▶ WHAT IS EXPECTED:
The answer should be every line below, retyped exactly.

▶ PROVIDED ENTRIES:
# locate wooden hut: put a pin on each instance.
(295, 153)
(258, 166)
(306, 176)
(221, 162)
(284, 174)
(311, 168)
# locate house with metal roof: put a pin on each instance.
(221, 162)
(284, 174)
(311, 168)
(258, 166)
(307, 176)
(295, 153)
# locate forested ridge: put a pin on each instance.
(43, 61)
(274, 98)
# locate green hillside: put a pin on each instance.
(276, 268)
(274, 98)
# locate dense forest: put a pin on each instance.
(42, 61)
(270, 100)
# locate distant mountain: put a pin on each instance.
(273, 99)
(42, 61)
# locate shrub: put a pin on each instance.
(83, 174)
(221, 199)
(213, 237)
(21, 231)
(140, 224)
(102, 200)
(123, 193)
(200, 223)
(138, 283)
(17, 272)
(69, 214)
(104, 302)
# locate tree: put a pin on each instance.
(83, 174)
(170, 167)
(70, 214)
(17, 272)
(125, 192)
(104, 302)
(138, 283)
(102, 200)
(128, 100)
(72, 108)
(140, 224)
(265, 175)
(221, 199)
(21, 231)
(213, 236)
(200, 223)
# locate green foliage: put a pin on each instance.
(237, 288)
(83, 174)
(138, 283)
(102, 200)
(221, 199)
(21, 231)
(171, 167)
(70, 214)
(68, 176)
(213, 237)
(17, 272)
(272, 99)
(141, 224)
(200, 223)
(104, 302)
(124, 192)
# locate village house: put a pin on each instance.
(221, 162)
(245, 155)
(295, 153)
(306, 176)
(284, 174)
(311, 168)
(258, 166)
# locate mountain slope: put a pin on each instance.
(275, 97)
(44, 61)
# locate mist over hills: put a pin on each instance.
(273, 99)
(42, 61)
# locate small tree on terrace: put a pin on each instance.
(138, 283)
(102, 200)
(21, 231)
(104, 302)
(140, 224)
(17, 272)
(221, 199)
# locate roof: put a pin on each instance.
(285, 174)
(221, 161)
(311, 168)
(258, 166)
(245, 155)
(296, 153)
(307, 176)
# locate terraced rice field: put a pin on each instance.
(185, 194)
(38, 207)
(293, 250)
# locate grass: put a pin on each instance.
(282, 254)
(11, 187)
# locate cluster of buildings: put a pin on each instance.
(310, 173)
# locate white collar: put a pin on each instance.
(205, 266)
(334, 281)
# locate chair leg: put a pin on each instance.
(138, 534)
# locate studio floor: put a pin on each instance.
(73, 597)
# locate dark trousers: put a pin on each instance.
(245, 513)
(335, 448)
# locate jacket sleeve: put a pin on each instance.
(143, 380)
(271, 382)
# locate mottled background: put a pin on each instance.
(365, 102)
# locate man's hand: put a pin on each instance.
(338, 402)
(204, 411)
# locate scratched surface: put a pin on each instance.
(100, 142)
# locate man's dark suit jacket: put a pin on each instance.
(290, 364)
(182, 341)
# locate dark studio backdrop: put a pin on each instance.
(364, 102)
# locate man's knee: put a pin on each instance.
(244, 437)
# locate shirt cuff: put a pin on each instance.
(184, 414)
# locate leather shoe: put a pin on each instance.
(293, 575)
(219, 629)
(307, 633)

▶ ANSWER SPACE:
# locate wooden hut: put a pin on each instance.
(295, 153)
(258, 166)
(306, 176)
(221, 162)
(284, 174)
(311, 168)
# locate house with metal roof: put a pin on each instance.
(221, 162)
(284, 174)
(311, 168)
(258, 166)
(307, 176)
(295, 153)
# locate forested ridge: put a pin on each instance.
(43, 61)
(274, 98)
# locate green hillside: put a pin on each instance.
(276, 268)
(274, 98)
# locate dense forest: put a pin on each instance.
(42, 61)
(270, 100)
# locate distant mountain: put a pin on each instance.
(273, 99)
(42, 61)
# locate shrub: put a pin on each instance.
(83, 174)
(221, 199)
(213, 237)
(21, 231)
(140, 224)
(102, 200)
(123, 193)
(200, 223)
(138, 283)
(17, 272)
(69, 214)
(104, 302)
# locate tree: put a pin on each instance.
(83, 174)
(170, 167)
(70, 214)
(17, 272)
(125, 192)
(104, 302)
(138, 283)
(102, 200)
(128, 100)
(72, 108)
(140, 224)
(265, 175)
(221, 199)
(21, 231)
(213, 236)
(200, 223)
# locate green foliage: put a pin on each instance.
(237, 288)
(83, 174)
(138, 283)
(102, 200)
(221, 199)
(21, 231)
(171, 167)
(70, 214)
(68, 176)
(213, 237)
(17, 272)
(272, 99)
(141, 224)
(200, 223)
(104, 302)
(124, 192)
# locate village house: put a pin on each instance.
(221, 162)
(245, 155)
(295, 153)
(306, 176)
(284, 174)
(311, 168)
(258, 166)
# locate mountain slope: put a pin on each instance.
(275, 97)
(44, 61)
# locate mist over hills: put a pin on each instance.
(273, 99)
(42, 61)
# locate small tree on terrace: put a pin on each instance.
(138, 283)
(102, 200)
(21, 231)
(104, 302)
(140, 224)
(17, 272)
(221, 199)
# locate roof: put a pin on each instance.
(285, 174)
(221, 161)
(311, 168)
(258, 166)
(245, 155)
(296, 153)
(307, 176)
# locate terraced rice field: put a pin on each instance.
(185, 194)
(38, 207)
(293, 250)
# locate grass: put a pin on each instance.
(282, 254)
(11, 187)
# locate cluster of buildings: put a pin on each instance.
(310, 173)
# locate white collar: put a pin on each instance.
(205, 266)
(334, 281)
# locate chair leg: put a pin on each instance.
(138, 534)
# locate studio floor: put a pin on each instance.
(73, 597)
# locate dark trousers: put a pin on each instance.
(245, 513)
(335, 448)
# locate jacket sleeve: put a pin on each instance.
(143, 380)
(271, 382)
# locate mottled background: put a pin on each instance.
(365, 102)
# locate man's hand: put a pin on each instance.
(338, 402)
(204, 411)
# locate scratched surface: put a pin on each instance.
(100, 142)
# locate man's dark suit jacket: put a pin on each instance.
(290, 364)
(182, 341)
# locate dark studio backdrop: put a pin on each instance.
(364, 102)
# locate man's knee: put a pin on each instance.
(244, 437)
# locate shirt cuff: put a pin on each instance.
(184, 414)
# locate leather shoe: put a pin on each instance.
(293, 575)
(219, 629)
(307, 633)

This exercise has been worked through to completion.